Aim of the exercise:
Your response should be the complete listing, returned exactly as written.

(Data supplied)

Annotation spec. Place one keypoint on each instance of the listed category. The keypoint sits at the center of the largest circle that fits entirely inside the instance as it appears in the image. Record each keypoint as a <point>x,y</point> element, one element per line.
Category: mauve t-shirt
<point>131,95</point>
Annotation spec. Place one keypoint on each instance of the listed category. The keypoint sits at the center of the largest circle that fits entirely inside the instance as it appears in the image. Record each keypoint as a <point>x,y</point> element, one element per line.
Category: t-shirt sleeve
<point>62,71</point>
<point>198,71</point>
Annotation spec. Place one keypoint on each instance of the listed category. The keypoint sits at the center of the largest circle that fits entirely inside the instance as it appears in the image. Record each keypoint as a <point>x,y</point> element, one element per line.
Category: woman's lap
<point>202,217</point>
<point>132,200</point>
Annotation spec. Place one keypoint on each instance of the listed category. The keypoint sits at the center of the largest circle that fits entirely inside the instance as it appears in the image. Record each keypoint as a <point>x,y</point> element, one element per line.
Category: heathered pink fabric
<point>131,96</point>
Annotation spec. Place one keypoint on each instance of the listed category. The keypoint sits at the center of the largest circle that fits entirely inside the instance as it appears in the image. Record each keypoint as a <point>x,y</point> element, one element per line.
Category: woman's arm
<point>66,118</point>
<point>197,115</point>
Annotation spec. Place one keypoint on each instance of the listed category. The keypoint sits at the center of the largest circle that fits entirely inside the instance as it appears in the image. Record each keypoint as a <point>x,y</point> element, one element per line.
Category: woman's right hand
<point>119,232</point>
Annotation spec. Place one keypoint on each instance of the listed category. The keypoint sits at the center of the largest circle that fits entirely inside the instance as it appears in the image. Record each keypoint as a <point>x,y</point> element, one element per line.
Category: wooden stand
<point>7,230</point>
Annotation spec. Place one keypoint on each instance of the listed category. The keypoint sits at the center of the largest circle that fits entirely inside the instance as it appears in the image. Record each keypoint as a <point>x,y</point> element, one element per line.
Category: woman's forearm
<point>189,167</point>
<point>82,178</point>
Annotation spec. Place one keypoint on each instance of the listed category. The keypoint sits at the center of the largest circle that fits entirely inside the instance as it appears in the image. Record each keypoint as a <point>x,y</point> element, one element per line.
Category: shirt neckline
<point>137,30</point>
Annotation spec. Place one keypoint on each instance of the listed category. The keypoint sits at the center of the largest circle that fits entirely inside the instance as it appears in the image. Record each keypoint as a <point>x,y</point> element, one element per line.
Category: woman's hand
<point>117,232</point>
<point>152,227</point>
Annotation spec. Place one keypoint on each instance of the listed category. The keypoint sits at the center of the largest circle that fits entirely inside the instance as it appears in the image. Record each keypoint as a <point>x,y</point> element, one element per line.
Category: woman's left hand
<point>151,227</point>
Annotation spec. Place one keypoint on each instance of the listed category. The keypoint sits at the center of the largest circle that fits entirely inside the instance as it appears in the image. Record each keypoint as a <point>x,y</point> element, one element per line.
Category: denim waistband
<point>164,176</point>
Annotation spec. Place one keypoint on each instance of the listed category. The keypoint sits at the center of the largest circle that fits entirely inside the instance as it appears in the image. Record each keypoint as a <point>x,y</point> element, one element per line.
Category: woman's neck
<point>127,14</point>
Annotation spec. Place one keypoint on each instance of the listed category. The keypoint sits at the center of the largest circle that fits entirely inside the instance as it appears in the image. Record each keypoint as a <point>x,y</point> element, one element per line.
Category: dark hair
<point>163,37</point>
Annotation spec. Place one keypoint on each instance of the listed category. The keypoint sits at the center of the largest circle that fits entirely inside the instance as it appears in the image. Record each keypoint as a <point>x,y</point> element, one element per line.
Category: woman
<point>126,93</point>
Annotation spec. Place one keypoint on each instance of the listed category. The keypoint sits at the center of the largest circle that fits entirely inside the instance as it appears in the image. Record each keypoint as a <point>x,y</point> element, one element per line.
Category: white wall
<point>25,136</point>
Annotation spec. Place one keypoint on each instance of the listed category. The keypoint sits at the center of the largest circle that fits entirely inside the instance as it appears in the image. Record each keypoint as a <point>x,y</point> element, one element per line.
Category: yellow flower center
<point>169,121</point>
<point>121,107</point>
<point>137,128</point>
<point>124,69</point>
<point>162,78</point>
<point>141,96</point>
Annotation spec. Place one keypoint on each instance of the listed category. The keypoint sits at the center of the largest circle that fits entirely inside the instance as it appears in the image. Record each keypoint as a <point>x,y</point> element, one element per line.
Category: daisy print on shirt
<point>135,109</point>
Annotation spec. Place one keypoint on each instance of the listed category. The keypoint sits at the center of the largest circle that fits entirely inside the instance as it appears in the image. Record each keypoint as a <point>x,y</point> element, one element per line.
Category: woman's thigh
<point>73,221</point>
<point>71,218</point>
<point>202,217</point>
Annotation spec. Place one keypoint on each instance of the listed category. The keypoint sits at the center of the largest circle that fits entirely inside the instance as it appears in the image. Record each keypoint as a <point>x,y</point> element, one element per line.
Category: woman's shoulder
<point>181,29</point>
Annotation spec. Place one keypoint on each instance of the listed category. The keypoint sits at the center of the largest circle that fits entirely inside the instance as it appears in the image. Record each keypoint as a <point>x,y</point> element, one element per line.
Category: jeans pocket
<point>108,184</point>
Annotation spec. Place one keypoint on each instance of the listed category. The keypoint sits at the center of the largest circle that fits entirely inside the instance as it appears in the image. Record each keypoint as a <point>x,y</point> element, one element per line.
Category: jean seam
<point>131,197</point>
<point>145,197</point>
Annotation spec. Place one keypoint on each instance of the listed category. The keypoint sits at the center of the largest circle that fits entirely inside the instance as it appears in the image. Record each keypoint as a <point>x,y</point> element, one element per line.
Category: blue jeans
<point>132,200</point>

(End Data supplied)

Your response:
Annotation spec. Place one keypoint on each instance of the listed category. The keypoint sits at the center of the largest circle that fits entirely inside the instance as it appears in the image. Record each keypoint as a <point>x,y</point> element, one element per line.
Category: mauve t-shirt
<point>131,95</point>
Annotation spec. Place one keypoint on each instance of the listed category. The keypoint sits at the center of the largest circle that fits entirely inside the instance as it appears in the image. Record each keypoint as a <point>x,y</point> element, one element per line.
Category: t-shirt sleeve
<point>62,71</point>
<point>198,71</point>
Annotation spec. Place one keypoint on each instance of the listed category. The keypoint sits at the center of the largest circle that fits entirely inside the instance as it appears in the image. Record each keypoint as a <point>x,y</point> element, one element per line.
Category: woman's lap
<point>202,217</point>
<point>132,200</point>
Annotation spec. Place one keypoint on each instance of the listed category. The keypoint sits at the center of the largest circle that fits entirely inside the instance as it appears in the image. Record each keypoint as a <point>x,y</point> element, one element per line.
Category: heathered pink fabric
<point>131,96</point>
Annotation spec. Place one keypoint on each instance of the listed category. The keypoint sits at the center of the largest circle that fits entirely inside the instance as it appears in the image. Record each keypoint as a <point>x,y</point> element, one element per line.
Category: woman's arm
<point>66,118</point>
<point>197,115</point>
Annotation spec. Place one keypoint on each instance of the listed category. The keypoint sits at the center of the largest circle that fits entirely inside the instance as it appears in the image. Record each keypoint as a <point>x,y</point> element, one element per line.
Category: woman's right hand
<point>119,232</point>
Annotation spec. Place one keypoint on each instance of the listed category. The keypoint sits at the center of the largest circle that fits entirely inside the instance as it appears in the image. Record each keypoint as a <point>x,y</point> element, one element per line.
Category: wooden stand
<point>7,230</point>
Annotation spec. Place one keypoint on each instance of the listed category. The keypoint sits at the center of the largest circle that fits entirely inside the instance as it appears in the image. Record each keypoint as a <point>x,y</point> element, one element per line.
Category: woman's forearm
<point>189,167</point>
<point>82,178</point>
Annotation spec. Place one keypoint on each instance of the listed category. The keypoint sits at the center of the largest circle that fits entirely inside the instance as it appears in the image. Record each keypoint as a <point>x,y</point> element, one element per line.
Category: shirt neckline
<point>137,30</point>
Annotation spec. Place one keypoint on each instance of the listed category. The keypoint sits at the center of the largest circle that fits entirely inside the instance as it appears in the image. Record each keypoint as a <point>x,y</point> element, one element per line.
Category: woman's hand
<point>117,232</point>
<point>152,227</point>
Annotation spec. Place one keypoint on each instance of the listed category. The keypoint sits at the center of the largest circle that fits entirely inside the instance as it appears in the image. Record each keypoint as a <point>x,y</point> element, one element per line.
Category: woman's left hand
<point>151,227</point>
Annotation spec. Place one keypoint on each instance of the listed category. The keypoint sits at the center of the largest circle that fits entirely inside the instance as it appears in the image. Record each keypoint as a <point>x,y</point> element, one element per line.
Category: denim waistband
<point>164,176</point>
Annotation spec. Place one keypoint on each instance of the listed category. The keypoint sits at the center of the largest circle that fits entirely inside the instance as it appears in the image. Record each keypoint as a <point>x,y</point> element, one element per line.
Category: woman's neck
<point>127,14</point>
Annotation spec. Place one keypoint on each instance of the listed category. The keypoint sits at the center of the largest circle that fits entirely inside the instance as it appears in the image. Record each keypoint as a <point>x,y</point> element, one element per line.
Category: dark hair
<point>163,37</point>
Annotation spec. Place one keypoint on each instance of the listed category. The keypoint sits at the center of the largest circle that fits entirely inside the instance as it appears in the image. Record each keypoint as a <point>x,y</point> element, one element per line.
Category: woman
<point>126,93</point>
Annotation spec. Place one keypoint on each instance of the listed category. The keypoint sits at the center of the largest circle that fits entirely inside the instance as it appears in the image. Record each keypoint as a <point>x,y</point> element, one element per line.
Category: white wall
<point>25,136</point>
Annotation spec. Place one keypoint on each instance of the listed category. The keypoint sits at the center of the largest circle that fits entirely inside the instance as it appears in the image. Record each keypoint as a <point>x,y</point> element, one element per line.
Category: yellow flower center
<point>169,121</point>
<point>121,107</point>
<point>137,128</point>
<point>124,69</point>
<point>162,78</point>
<point>141,96</point>
Annotation spec. Place one keypoint on each instance of the listed category. The keypoint sits at the center of the largest circle that fits entirely inside the instance as it appears in the image. Record each keypoint as a <point>x,y</point> element, one element per line.
Category: daisy print on shirt
<point>135,109</point>
Annotation spec. Place one keypoint on each instance of the listed category. The keypoint sits at the center of the largest circle that fits entirely inside the instance as it appears in the image. Record each keypoint as a <point>x,y</point> element, one element per line.
Category: woman's thigh
<point>73,221</point>
<point>71,218</point>
<point>202,217</point>
Annotation spec. Place one keypoint on each instance of the listed category. The keypoint sits at the center of the largest circle that fits entirely inside the instance as it appears in the image. Record each keypoint as a <point>x,y</point> element, one element per line.
Category: woman's shoulder
<point>181,29</point>
Annotation spec. Place one keypoint on each instance of the listed category. The keypoint sits at the center of the largest circle that fits entirely inside the instance as it appears in the image. Record each keypoint as a <point>x,y</point> element, one element per line.
Category: jeans pocket
<point>108,184</point>
Annotation spec. Place one keypoint on each instance of the listed category. The keypoint sits at the center of the largest circle that fits entirely inside the instance as it appears in the image. Record each keypoint as a <point>x,y</point> element, one element per line.
Category: jean seam
<point>131,197</point>
<point>145,197</point>
Annotation spec. Place one keypoint on each instance of the listed category. The keypoint sits at the center of the largest circle that fits entirely inside the instance as it appears in the image. Record each keypoint as a <point>x,y</point> element, one element per line.
Category: blue jeans
<point>132,200</point>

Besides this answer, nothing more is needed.